_Task set_
**1.** From the API documentation, list the value of every "error" field that appears in its JSON responses.
**2.** Lay out as a JSON list of strings, one string per line, the lines of the records starting at the line that contains "Return the mask of every instance of the <item>tiled" and ending at the line that contains "Outlines of the <item>tiled".

_Extract to read_
....................

Missing Username (400 Bad Request)

{
  "error": "Missing parameter",
  "message": "The \"username\" parameter is required",
  "example": "/api/scrape?username=pascuccicoffee&count=7&type=photos"
}

Invalid Type (400 Bad Request)

{
  "error": "Invalid type",
  "message": "Type must be \"photos\" or \"reels\"",
  "example": "/api/scrape?username=pascuccicoffee&count=7&type=photos"
}

Invalid Count (400 Bad Request)

{
  "error": "Invalid count",
  "message": "Count must be between 1 and 50",
  "provided": 100
}

Username Not Found (404 Not Found)

{
  "error": "No posts found",
  "message": "Could not fetch posts for @invaliduser123. Username may not exist or may be private.",
  "username": "invaliduser123"
}

Server Error (500 Internal Server Error)

{
  "error": "Internal server error",
  "message": "Error details here..."
}

🔄 Caching Behavior (IMPORTANT!)

How Caching Works:

First Request: When you request a username for the first time (or after 24 hours), the API will:
Fetch fresh data from Instagram
Save it to cache
Return "cached": false
This counts as 1 API request
Subsequent Requests (within 24 hours): All requests for the same username will:
Serve data from cache (instant response)
Return "cached": true
This does NOT count as an API request
After 24 Hours: The cache expires and the next request will fetch fresh data again.

....................

_Input for this task_
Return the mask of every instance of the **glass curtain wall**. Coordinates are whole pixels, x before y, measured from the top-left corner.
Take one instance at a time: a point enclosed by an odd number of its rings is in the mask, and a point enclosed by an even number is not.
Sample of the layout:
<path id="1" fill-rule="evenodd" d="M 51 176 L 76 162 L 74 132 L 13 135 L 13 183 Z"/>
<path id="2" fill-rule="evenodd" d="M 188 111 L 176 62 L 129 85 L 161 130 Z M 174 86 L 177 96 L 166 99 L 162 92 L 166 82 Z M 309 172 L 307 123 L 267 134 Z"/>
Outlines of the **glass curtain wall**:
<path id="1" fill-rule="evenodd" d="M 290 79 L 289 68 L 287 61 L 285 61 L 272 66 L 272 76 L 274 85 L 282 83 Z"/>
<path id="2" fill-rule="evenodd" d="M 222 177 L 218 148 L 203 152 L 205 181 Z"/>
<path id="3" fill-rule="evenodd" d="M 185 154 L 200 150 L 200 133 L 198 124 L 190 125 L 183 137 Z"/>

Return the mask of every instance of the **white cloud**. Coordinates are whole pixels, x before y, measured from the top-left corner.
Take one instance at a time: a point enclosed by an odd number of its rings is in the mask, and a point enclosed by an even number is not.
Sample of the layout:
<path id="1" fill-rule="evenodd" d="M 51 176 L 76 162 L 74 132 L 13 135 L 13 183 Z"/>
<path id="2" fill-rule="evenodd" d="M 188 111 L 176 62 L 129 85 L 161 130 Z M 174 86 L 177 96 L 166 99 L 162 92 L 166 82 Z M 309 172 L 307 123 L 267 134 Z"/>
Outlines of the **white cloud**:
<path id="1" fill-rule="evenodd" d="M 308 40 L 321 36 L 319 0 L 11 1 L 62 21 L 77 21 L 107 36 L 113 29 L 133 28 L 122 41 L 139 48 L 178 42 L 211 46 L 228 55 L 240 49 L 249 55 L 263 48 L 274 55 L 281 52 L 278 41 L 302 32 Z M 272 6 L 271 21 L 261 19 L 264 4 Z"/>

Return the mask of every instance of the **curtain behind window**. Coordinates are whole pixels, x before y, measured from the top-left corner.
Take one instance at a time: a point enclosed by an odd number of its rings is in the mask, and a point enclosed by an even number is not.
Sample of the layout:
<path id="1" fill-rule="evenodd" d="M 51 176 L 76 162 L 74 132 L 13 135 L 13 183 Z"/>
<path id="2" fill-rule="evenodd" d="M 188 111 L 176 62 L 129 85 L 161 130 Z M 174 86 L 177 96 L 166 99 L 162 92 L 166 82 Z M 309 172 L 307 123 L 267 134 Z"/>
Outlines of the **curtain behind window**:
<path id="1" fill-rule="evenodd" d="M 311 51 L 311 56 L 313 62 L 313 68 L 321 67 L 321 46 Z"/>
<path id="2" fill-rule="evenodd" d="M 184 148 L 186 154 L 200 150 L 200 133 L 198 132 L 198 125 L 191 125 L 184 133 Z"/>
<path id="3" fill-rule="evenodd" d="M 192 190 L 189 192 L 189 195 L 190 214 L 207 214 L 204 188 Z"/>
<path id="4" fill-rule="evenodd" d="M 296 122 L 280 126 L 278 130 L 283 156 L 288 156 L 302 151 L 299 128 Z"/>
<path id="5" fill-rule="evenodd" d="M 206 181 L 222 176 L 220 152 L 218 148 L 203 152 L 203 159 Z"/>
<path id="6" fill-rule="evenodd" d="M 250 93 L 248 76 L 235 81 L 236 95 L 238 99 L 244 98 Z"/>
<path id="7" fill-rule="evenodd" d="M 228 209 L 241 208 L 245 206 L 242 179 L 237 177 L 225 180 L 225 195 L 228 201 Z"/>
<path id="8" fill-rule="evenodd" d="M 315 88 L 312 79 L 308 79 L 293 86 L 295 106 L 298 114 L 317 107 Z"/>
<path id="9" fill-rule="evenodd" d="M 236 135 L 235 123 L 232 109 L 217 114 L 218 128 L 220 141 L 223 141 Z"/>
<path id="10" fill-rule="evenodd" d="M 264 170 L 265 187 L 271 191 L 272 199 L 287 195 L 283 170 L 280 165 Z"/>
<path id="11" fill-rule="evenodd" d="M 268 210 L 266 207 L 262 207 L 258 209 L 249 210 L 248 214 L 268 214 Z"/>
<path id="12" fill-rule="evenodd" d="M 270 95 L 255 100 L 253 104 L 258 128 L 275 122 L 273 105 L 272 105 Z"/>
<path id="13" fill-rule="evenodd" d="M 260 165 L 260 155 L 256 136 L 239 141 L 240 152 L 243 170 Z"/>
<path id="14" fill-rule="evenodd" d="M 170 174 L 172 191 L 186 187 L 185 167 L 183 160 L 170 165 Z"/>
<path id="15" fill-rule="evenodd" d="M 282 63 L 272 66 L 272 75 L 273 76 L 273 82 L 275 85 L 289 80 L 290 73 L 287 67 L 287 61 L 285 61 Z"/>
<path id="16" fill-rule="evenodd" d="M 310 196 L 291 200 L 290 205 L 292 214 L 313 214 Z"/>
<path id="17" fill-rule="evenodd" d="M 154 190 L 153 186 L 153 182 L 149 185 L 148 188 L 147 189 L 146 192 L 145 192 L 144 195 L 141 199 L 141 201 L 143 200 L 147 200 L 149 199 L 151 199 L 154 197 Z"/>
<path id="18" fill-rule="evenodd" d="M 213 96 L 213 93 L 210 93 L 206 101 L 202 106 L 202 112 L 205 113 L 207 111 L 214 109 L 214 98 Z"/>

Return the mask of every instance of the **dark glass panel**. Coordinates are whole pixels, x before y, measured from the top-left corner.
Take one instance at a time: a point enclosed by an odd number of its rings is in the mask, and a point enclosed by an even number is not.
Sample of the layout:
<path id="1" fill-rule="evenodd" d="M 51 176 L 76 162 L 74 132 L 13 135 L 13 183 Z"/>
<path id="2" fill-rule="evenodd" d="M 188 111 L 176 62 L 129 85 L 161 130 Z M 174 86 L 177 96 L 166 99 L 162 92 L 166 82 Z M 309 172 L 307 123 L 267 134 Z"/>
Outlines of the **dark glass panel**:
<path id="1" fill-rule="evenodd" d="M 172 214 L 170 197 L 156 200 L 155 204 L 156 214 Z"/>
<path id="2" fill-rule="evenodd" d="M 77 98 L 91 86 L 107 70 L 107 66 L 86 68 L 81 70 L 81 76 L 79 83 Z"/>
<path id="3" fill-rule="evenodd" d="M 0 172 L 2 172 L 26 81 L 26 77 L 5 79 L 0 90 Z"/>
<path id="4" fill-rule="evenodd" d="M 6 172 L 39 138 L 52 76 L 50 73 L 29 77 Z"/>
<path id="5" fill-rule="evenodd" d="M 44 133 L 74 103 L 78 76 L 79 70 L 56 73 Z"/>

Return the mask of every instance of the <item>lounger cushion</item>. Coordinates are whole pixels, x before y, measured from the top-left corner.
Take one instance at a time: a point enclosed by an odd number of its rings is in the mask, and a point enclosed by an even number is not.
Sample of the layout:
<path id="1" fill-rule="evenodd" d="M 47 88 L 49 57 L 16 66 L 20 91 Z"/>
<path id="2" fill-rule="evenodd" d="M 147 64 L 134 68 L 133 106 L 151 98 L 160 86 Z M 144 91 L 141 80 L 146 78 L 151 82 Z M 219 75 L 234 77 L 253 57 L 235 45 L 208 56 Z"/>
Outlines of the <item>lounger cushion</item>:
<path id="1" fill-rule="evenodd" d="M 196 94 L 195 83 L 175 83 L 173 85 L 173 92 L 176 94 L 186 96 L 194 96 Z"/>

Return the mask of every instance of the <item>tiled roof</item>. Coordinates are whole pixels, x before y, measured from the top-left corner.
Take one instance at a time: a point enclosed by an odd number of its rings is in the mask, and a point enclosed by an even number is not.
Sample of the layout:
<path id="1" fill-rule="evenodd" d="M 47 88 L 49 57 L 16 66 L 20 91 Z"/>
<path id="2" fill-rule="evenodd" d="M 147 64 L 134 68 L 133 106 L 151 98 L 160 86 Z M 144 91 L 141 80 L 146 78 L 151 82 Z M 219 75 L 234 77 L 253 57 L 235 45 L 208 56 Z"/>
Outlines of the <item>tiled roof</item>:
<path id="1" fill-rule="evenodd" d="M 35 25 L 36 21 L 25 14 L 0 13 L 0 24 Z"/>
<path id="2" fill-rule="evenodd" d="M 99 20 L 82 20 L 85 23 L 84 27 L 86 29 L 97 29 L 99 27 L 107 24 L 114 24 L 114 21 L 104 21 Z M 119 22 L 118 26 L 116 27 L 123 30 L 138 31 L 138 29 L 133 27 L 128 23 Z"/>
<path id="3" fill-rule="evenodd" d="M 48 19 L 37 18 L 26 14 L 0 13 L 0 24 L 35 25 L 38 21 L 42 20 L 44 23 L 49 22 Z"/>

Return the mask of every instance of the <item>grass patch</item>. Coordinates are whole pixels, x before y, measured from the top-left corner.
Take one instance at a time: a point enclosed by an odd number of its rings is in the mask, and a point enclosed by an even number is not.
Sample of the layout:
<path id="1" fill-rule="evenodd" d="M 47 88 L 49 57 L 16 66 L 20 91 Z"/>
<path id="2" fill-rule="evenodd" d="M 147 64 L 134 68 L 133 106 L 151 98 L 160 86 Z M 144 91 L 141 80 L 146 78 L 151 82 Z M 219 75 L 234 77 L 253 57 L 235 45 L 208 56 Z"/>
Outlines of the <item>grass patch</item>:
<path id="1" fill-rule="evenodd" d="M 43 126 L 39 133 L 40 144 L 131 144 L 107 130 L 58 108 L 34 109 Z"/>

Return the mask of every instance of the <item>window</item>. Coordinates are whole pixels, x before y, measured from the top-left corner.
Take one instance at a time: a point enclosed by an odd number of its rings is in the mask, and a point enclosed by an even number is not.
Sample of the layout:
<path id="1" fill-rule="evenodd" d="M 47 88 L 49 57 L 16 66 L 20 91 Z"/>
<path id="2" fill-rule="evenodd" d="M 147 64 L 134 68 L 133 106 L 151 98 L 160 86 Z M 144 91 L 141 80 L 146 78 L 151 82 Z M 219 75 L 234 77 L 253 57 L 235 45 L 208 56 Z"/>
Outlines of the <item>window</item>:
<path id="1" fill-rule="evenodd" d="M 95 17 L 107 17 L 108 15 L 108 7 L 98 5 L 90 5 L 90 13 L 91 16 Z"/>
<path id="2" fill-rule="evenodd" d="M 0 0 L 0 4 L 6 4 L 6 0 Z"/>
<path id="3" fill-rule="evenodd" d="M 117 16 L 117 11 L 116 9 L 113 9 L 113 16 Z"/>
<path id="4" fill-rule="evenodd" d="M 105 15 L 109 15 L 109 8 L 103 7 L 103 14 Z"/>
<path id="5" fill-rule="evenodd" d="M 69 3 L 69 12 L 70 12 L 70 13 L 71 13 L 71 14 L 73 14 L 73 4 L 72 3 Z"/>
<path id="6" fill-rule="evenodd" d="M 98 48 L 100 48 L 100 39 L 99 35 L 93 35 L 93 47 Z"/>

....................

_Full solutions_
**1.**
- Missing parameter
- Invalid type
- Invalid count
- No posts found
- Internal server error

**2.**
[
  "Return the mask of every instance of the <item>tiled roof</item>. Coordinates are whole pixels, x before y, measured from the top-left corner.",
  "Take one instance at a time: a point enclosed by an odd number of its rings is in the mask, and a point enclosed by an even number is not.",
  "Sample of the layout:",
  "<path id=\"1\" fill-rule=\"evenodd\" d=\"M 47 88 L 49 57 L 16 66 L 20 91 Z\"/>",
  "<path id=\"2\" fill-rule=\"evenodd\" d=\"M 147 64 L 134 68 L 133 106 L 151 98 L 160 86 Z M 144 91 L 141 80 L 146 78 L 151 82 Z M 219 75 L 234 77 L 253 57 L 235 45 L 208 56 Z\"/>",
  "Outlines of the <item>tiled roof</item>:"
]